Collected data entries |
-------------------------

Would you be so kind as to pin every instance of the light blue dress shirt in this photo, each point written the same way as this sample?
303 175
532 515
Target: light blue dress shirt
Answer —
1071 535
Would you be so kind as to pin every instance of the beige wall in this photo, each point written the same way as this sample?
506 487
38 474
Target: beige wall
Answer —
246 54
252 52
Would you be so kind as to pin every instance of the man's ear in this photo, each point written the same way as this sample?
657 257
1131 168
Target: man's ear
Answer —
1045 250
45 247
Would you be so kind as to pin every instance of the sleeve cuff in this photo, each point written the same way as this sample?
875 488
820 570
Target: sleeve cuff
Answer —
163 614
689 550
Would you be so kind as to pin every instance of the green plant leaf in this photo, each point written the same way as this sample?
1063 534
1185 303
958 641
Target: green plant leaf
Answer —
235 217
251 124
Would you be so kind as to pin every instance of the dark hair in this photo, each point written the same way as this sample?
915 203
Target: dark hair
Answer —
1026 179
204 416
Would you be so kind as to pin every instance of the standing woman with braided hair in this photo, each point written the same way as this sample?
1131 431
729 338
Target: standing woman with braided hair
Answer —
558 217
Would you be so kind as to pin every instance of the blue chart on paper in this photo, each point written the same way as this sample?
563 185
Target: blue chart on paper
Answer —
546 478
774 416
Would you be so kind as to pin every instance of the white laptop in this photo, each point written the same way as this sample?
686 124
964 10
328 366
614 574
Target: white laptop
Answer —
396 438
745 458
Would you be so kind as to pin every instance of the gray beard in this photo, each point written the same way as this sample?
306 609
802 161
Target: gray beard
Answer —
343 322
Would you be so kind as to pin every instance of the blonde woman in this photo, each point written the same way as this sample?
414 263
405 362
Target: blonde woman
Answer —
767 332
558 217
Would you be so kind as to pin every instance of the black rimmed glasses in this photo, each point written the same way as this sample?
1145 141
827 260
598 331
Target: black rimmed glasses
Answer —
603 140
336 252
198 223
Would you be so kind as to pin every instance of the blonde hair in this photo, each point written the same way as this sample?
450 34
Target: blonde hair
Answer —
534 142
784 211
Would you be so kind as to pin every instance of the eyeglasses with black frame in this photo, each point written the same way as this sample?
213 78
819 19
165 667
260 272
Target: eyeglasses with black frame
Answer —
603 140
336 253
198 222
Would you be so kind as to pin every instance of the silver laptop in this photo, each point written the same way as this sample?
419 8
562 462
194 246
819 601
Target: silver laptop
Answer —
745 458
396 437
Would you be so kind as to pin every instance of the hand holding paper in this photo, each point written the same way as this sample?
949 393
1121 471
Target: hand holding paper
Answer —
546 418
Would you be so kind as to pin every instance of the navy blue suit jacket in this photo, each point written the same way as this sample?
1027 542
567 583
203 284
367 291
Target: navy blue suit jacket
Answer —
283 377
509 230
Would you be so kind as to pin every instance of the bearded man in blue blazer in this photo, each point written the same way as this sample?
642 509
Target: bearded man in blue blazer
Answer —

-------------------------

Instructions for the task | All lines in the records that contain "blazer" are to be copied and returned.

Reply |
Would you be so kind as to pin every instance of the bearded man in blue blazer in this photo, each point written the same way as this sample?
Target: bearded man in blue blazer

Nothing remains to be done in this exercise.